======== Extrait du texte ========
Dans cette séquence, les élèves étaient invités à choisir un sujet en relation avec le thème à l’étude, pour ensuite effectuer une recherche à propos de celui-ci (en recourant entre autres à des documents iconographiques) afin qu’ultimement, il puisse construire une narration (image et texte) en lien avec le sujet choisi et les informations trouvées. Lors de l’introduction de cette séquence, un atelier de scénarisation de planches de BD était proposé aux élèves pour les aider à penser, entre autres, la relation texte-image et pour insister sur l’apport de sens des images (donc de l’iconographie). Dans le cadre du projet, cet atelier a été offert par un expert, soit le chercheur principal du projet MultiNumériC, Jean-François Boutin. De même, un tutoriel en deux temps (installation et utilisation) produit pour les besoins du projet a été proposé aux élèves afin qu’ils se familiarisent avec les fonctionnalités de l’application choisie, BDnF.

C’est une fois ces balises bien posées que les élèves produisaient leur scénario en complétant un canevas élaboré pour le besoin de l’activité. En parallèle au scénario textuel, les élèves étaient invités à chercher des images libres de droits pouvant être intégrées à leur BD pour compléter le sens offert par le texte (dialogues et récitatifs). La recherche d’images se faisait par une exploration sur le Web ou directement dans la banque d’images proposées par l’application BDnF, la fabrique à BD. Plusieurs élèves, dans le cadre du projet, ont intégré les deux méthodes dans les mêmes planches.

Une fois la narration multimodale construite, les élèves se lançaient dans la création d’une courte BD numérique (quelques planches attendues) en utilisant les fonctionnalités de création de BDnF, la fabrique à BD.

2.4 Productions

Cette section est découpée en deux parties. Dans la première, des observations générales sur les productions sont mises en lumière. Par la suite, deux exemples concrets (deux productions d’élèves) permettent d’illustrer plus concrètement les observations de la première partie.

2.4.1. Observations générales

Dans le cadre du projet réalisé, il a été entendu que l’évaluation finale en 2e secondaire porterait sur la dernière séquence d’activités présentée, soit la création d’une bande dessinée numérique à propos du thème suivant : la reconnaissance des droits et libertés au 20e siècle, dont, par exemple, la reconnaissance des droits et libertés des Noirs aux États-Unis ou en Afrique du Sud (l’apartheid), le féminisme, la décolonisation ou l’Holocauste. Ce sont conséquemment les productions découlant de cette séquence auxquelles nous nous intéressons ici, sachant toutefois que l’ensemble des activités élaborées et vécues ont permis la consignation de nombreuses traces quant aux apprentissages des élèves : traces écrites dans les documents de travail proposés, retours collectifs sur les tâches, entretiens de recherche quant à la mobilisation des compétences et des capacités recherchées en matière de littératie, etc[21].

Malgré le peu de temps mis à la disposition des élèves dû à des impératifs liés à l’horaire scolaire et au manque d’expérience des élèves et de l’enseignant avec l’application BDnF, plusieurs créations numériques produites contenaient un excellent niveau d’informations historiques et plusieurs témoignent d’une utilisation efficace de la multimodalité texte-image. Ce niveau se manifeste par le contenu historique riche des planches produites (respect et compréhension des sujets par l’élève), un recours efficace et pertinent aux codes graphiques et à l’iconographie ainsi que plusieurs traces témoignant de la mise en oeuvre d’une réelle recherche historique (travail d’historien).
======== Données fournies ========
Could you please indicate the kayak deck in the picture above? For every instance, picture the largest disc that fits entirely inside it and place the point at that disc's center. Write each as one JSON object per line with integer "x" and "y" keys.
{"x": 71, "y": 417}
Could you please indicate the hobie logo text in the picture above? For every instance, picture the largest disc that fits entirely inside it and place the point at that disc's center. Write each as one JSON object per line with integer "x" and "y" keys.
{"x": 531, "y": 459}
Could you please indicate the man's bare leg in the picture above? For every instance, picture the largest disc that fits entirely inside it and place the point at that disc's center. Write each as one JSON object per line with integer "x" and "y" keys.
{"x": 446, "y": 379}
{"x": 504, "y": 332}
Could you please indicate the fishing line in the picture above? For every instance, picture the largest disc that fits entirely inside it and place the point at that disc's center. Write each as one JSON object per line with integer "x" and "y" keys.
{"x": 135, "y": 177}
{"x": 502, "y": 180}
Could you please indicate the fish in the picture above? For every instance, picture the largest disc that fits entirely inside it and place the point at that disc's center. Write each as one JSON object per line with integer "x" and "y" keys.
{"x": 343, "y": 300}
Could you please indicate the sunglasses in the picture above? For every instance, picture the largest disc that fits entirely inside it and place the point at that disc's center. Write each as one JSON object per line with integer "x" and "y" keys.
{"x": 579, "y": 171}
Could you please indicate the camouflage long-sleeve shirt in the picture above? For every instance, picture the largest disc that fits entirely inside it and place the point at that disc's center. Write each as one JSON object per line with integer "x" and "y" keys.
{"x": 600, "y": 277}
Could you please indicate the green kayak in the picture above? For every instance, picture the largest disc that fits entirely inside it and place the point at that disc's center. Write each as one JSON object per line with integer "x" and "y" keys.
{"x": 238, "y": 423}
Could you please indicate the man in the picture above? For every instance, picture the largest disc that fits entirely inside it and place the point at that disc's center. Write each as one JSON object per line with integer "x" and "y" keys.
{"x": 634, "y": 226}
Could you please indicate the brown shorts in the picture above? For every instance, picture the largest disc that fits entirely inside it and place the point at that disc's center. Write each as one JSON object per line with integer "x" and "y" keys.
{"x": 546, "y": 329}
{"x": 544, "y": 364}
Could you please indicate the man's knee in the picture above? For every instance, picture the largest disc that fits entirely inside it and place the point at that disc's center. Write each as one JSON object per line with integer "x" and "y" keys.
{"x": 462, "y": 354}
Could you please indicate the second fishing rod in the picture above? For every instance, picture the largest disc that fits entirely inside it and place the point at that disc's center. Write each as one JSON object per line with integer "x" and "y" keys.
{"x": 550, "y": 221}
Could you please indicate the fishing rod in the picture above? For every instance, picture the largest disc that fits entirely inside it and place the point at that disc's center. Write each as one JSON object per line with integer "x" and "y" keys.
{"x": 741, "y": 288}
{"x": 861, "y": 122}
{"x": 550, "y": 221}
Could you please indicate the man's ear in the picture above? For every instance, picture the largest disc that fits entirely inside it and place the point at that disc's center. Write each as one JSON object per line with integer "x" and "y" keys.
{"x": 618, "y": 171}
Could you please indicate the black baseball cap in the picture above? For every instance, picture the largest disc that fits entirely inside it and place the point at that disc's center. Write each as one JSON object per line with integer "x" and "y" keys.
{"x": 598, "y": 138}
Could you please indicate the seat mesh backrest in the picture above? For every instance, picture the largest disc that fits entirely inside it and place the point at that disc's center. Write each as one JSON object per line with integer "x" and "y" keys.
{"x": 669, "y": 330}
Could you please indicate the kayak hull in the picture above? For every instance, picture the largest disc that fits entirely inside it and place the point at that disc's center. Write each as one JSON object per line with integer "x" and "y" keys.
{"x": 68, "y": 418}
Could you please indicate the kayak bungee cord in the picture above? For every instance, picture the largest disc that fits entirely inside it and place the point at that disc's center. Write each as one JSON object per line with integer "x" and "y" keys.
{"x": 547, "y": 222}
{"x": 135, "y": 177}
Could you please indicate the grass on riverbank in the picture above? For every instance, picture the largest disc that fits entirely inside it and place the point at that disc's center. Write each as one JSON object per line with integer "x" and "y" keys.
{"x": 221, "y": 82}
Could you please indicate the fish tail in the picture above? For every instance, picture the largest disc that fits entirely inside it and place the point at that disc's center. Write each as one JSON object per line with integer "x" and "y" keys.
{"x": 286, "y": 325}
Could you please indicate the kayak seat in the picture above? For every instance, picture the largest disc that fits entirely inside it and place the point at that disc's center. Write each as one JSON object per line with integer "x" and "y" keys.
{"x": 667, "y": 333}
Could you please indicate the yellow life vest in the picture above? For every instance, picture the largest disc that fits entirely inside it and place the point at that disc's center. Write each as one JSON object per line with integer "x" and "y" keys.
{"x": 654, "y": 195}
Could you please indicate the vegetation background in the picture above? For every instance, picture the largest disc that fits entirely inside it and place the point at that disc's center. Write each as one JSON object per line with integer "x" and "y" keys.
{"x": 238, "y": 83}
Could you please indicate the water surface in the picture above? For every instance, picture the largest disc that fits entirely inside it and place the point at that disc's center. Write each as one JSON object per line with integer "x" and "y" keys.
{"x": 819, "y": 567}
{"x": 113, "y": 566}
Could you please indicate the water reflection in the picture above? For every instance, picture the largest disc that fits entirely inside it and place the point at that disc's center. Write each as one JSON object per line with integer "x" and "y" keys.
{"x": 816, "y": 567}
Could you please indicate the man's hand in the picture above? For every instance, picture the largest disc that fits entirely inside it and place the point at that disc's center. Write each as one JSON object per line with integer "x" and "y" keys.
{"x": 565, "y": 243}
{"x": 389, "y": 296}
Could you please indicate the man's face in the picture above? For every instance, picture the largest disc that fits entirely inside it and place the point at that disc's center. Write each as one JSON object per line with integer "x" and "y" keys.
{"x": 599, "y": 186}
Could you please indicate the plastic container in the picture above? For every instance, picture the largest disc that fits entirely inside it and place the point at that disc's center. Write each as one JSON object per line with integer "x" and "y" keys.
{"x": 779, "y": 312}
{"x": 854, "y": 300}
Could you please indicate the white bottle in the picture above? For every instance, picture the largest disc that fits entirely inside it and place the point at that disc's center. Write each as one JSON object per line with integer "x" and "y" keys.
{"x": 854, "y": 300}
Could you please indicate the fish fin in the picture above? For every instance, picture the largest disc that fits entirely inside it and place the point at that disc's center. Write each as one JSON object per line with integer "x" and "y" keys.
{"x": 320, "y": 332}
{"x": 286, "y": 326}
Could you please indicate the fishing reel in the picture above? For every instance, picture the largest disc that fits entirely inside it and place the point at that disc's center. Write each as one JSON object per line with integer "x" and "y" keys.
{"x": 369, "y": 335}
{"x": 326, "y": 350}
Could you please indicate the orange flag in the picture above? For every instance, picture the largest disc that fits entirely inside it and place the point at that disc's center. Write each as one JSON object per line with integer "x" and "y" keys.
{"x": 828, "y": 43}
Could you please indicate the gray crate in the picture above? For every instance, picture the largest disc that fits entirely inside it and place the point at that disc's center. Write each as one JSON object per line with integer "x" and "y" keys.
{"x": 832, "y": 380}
========
*À faire*
Reprenez mot pour mot, dans l'extrait sur la bande dessinée numérique en classe, le passage qui s'ouvre sur les mots contenant « Cette section est » et se ferme sur « la première partie. ».

*Réponse*
Cette section est découpée en deux parties. Dans la première, des observations générales sur les productions sont mises en lumière. Par la suite, deux exemples concrets (deux productions d’élèves) permettent d’illustrer plus concrètement les observations de la première partie.